*WHAT IS EXPECTED*. Make an exact copy of all the records.

*DATA SECTION*.

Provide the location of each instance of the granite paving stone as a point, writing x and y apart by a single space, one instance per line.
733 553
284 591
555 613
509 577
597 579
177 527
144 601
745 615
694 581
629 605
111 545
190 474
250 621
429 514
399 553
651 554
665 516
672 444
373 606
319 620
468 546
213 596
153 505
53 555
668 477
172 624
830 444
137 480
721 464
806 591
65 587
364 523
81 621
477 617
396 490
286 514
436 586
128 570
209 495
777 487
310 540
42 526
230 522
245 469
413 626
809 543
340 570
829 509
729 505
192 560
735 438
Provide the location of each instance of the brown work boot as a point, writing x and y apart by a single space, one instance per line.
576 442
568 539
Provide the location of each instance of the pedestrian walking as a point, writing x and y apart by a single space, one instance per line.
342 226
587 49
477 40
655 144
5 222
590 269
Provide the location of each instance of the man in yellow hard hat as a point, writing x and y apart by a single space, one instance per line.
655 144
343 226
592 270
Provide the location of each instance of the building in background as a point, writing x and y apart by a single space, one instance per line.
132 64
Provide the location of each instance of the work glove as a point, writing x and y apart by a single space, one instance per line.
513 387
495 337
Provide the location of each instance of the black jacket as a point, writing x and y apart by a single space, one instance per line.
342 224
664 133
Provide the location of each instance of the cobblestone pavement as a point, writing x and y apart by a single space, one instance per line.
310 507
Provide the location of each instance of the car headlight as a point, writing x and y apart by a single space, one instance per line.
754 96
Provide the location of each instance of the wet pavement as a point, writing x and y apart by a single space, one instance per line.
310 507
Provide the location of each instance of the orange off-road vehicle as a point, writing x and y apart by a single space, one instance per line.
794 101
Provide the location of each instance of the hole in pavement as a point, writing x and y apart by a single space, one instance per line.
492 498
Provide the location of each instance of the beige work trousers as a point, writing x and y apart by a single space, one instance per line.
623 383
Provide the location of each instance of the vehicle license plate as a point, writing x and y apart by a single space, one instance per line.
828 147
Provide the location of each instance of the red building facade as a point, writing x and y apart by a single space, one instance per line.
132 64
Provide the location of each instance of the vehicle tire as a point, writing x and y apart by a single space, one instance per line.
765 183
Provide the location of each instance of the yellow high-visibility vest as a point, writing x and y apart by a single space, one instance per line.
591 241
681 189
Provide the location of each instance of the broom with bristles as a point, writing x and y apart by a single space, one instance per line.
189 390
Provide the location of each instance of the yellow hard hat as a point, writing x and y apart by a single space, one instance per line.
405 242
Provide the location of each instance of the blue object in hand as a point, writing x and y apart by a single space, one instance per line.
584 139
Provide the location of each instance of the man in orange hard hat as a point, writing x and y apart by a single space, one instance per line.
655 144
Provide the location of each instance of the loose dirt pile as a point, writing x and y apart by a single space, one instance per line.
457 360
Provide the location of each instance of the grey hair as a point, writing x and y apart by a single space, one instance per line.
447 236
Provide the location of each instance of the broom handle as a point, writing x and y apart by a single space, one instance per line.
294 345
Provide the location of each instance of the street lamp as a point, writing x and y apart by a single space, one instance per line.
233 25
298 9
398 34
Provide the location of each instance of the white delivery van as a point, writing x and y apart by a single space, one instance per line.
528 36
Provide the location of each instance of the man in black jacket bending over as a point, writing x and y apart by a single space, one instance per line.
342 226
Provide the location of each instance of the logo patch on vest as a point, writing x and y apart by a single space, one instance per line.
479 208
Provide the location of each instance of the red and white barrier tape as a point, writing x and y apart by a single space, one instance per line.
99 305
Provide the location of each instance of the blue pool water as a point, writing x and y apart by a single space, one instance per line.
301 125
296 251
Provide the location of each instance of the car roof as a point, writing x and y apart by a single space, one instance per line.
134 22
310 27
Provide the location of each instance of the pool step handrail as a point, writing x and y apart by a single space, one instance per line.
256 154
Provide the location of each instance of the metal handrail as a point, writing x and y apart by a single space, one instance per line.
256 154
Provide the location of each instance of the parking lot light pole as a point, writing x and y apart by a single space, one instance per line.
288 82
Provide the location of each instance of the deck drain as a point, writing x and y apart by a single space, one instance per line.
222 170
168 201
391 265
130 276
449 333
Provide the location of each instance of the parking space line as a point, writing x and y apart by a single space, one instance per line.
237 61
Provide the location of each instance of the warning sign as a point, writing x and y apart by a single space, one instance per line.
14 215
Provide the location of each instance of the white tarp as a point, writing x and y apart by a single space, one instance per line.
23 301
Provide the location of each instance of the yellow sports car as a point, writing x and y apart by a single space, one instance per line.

*RESULT*.
Provide the location of each instance of the granite paving stone as a point, writing x and y apart by a single space, one instance per line.
733 553
284 591
555 613
509 577
597 579
177 527
144 601
745 615
694 581
629 605
111 545
190 474
250 621
429 514
399 553
651 554
665 516
672 444
373 606
319 620
468 546
213 596
153 505
53 555
668 477
172 624
830 444
137 480
721 464
806 591
65 587
364 523
81 621
477 617
396 490
286 514
436 586
128 570
209 495
777 487
310 540
42 526
230 522
245 469
413 626
809 543
340 570
829 509
729 505
192 560
735 438
Provide the location of each instance of the brown work boot as a point, writing x and y apart by a single space, one instance per line.
576 442
568 539
Provide the location of each instance of the pedestrian walking as a point, writing x and y apart by a single space, one instance per line.
342 226
587 49
477 40
655 144
5 222
590 269
Provide the location of each instance of the man in yellow hard hat as a point, writing x and y apart by a single space, one instance per line.
655 144
343 226
592 270
Provide the location of each instance of the building in background as a point, writing x and y apart by a single space, one instance per line.
132 64
Provide the location of each instance of the work glove as a point, writing x and y apart by a single space, one instance per line.
513 387
495 337
Provide the location of each instance of the black jacket as a point, writing x and y apart by a single space, one instance per line.
342 224
664 133
Provide the location of each instance of the cobblestone pavement as a point, writing x and y apart by a single space, one instance per line.
310 507
Provide the location of each instance of the car headlight as a point, writing x and y apart by a single space, one instance per line.
754 96
Provide the location of each instance of the wet pavement as a point, writing x and y apart by a single space, one instance per line.
310 507
Provide the location of each instance of the orange off-road vehicle as a point, writing x and y apart by a single space, one instance per line.
794 101
Provide the location of each instance of the hole in pavement as a point, writing x and y apart by a single space, one instance per line.
492 498
Provide the location of each instance of the beige work trousers as a point, writing x and y apart by a single space, one instance per line.
623 383
Provide the location of each instance of the vehicle license plate as a point, writing x and y apart by a single space, one instance per line.
828 147
Provide the location of each instance of the red building facade as a point, writing x and y apart by a single space, one instance per line.
132 64
Provide the location of each instance of the vehicle tire as a point, writing x and y apart by a single space, one instance per line.
765 183
Provide the location of each instance of the yellow high-visibility vest as a point, writing x and y apart by a single space, one instance per line.
591 241
681 189
Provide the location of each instance of the broom with bristles as a point, writing x and y apart by a single space, one instance per line.
189 390
Provide the location of each instance of the yellow hard hat as a point, writing x and y apart by a single space, one instance per line.
405 242
Provide the location of each instance of the blue object in hand as a point, writing x and y apart by a single space, one instance per line.
584 139
Provide the location of each instance of the man in orange hard hat as a point, writing x and y apart by a single space, one instance per line.
655 144
Provide the location of each instance of the loose dirt pile as a point, writing x and y apart by a single space, one instance per line.
457 360
Provide the location of each instance of the grey hair as a point, writing x and y apart by a single space, one instance per line.
447 236
Provide the location of each instance of the broom handle as a point, writing x and y apart by a single space, one instance per line.
294 345
Provide the location of each instance of the street lamp as a point, writing x and y apart by a single space, one instance per line.
233 25
298 9
398 34
Provide the location of each instance of the white delivery van as a point, writing x and y apart by a single space, one instance per line.
528 36
Provide the location of each instance of the man in black jacket bending over as a point, writing x and y apart by a single space, one instance per line.
342 226
Provide the location of each instance of the logo patch on vest as a point, writing x and y apart by a single space, one instance per line.
479 208
Provide the location of each instance of the red and white barrier tape as a point, writing x and y apart by a single space, one instance per line.
99 305
Provide the location of each instance of the blue pool water as a point, writing x and y apart by a single space, one instance per line.
301 125
296 251
Provide the location of each instance of the car roof as a point, writing x and y apart by a single space, one instance per line.
134 22
310 27
Provide the location of each instance of the pool step handrail as a point, writing x and y apart by a single space, one instance per line.
256 154
Provide the location of each instance of the metal handrail as a point, writing x and y apart by a single space, one instance per line.
256 154
Provide the location of each instance of the parking lot light pole as a point, writing x and y apart by a single space, one instance per line.
288 82
Provide the location of each instance of the deck drain as a point, writing x and y apart by a single space, one instance per line.
222 170
168 201
391 265
130 276
449 333
Provide the location of each instance of the parking space line as a point, writing x and y apart by a single space, one instance per line.
237 61
Provide the location of each instance of the warning sign as a point, writing x and y apart by a single space, one instance per line.
14 215
Provide the location of each instance of the white tarp as a point, writing x and y apart by a single space, one instance per line.
23 301
Provide the location of each instance of the yellow sports car as a point, writing x and y apart by a single space, one instance per line.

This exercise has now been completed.